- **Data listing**
━━━━━━━━

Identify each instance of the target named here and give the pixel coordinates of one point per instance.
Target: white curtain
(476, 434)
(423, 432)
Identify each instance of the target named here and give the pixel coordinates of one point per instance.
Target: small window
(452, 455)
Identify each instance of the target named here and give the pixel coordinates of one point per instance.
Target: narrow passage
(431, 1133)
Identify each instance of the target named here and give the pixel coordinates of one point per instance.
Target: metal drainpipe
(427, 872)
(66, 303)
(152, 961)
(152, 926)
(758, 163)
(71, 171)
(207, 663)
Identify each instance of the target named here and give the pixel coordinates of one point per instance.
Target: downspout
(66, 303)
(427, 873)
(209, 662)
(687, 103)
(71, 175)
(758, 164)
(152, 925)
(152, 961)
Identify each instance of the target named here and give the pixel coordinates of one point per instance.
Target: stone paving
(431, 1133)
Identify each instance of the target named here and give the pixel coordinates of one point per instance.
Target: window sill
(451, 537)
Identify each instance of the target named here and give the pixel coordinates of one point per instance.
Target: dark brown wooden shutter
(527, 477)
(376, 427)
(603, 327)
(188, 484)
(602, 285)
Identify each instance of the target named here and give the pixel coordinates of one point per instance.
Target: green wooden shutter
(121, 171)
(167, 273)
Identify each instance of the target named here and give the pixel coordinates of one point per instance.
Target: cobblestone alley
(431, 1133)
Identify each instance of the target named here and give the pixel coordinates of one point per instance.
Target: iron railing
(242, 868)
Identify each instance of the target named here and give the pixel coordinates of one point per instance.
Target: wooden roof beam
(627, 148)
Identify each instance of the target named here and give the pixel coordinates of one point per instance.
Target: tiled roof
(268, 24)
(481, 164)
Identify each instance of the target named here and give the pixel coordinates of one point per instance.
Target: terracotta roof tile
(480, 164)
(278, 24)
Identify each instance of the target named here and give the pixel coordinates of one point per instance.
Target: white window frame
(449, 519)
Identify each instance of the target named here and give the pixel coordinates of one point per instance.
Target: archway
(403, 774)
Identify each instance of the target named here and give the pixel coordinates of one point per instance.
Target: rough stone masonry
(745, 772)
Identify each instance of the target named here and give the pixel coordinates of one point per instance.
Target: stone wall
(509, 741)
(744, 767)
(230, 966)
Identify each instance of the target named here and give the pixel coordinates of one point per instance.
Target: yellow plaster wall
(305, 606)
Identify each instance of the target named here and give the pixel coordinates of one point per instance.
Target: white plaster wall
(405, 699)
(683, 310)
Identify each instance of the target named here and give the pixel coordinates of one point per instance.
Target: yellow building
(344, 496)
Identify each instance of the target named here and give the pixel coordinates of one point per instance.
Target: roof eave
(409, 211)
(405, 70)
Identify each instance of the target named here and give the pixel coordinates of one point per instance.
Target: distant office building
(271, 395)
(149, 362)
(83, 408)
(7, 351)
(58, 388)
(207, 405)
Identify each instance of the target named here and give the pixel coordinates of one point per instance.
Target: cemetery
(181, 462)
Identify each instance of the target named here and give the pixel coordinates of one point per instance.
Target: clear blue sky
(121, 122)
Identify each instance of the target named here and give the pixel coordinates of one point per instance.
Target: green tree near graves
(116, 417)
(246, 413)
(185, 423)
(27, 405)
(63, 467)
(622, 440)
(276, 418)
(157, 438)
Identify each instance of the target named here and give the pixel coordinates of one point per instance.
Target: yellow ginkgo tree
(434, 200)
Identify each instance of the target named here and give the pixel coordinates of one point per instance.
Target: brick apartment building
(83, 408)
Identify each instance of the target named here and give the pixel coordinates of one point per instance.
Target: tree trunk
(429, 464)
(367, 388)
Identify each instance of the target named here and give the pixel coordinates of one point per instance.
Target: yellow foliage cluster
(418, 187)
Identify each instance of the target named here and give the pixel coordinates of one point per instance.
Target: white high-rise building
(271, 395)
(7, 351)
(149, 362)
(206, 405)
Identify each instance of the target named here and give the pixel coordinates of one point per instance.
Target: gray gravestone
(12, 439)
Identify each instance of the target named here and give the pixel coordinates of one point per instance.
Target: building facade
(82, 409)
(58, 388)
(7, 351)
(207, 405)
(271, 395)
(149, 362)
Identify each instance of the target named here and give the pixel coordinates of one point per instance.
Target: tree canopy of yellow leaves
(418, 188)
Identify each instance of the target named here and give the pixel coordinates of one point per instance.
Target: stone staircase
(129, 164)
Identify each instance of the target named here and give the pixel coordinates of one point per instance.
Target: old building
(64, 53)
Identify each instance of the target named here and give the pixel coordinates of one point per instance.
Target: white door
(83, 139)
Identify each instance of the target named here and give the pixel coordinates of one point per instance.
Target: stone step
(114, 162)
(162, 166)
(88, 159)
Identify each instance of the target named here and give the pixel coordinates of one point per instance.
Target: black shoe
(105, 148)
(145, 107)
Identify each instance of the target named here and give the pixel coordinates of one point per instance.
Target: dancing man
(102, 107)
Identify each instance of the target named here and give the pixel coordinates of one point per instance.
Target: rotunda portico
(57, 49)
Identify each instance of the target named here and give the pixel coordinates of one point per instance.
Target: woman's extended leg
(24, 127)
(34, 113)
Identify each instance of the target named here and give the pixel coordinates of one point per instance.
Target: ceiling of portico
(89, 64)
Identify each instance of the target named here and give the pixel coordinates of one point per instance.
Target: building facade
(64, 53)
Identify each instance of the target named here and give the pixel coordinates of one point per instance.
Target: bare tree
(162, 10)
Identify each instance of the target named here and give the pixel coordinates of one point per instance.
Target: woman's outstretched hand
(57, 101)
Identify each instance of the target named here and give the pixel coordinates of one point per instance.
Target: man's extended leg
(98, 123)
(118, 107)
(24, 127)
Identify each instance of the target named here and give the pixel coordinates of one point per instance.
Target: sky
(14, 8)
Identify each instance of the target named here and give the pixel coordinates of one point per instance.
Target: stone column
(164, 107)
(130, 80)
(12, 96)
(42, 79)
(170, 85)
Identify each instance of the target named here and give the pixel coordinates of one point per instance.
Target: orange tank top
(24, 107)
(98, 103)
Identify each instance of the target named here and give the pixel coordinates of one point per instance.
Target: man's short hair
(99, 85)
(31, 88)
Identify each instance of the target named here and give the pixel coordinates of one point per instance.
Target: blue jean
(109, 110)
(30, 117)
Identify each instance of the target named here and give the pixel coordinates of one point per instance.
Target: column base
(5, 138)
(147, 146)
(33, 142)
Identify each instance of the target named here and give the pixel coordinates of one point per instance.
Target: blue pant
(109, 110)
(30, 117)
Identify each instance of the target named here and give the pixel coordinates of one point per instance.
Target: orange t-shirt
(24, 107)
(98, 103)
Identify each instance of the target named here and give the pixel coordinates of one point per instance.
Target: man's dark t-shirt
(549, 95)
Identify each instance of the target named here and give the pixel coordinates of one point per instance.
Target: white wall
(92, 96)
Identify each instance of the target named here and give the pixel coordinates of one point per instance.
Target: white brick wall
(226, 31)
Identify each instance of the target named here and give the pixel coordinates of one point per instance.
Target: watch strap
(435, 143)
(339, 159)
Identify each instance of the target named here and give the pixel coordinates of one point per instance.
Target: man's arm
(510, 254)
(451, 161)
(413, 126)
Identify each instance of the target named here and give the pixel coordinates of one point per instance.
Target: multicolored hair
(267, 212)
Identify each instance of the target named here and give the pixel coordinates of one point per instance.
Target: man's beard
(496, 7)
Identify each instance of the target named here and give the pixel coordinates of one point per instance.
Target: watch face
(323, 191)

━━━━━━━━

Pick out each line of the records that includes the word "window", and list those lines.

- **ANSWER TO THE TASK**
Target: small window
Target: window sill
Target: white window frame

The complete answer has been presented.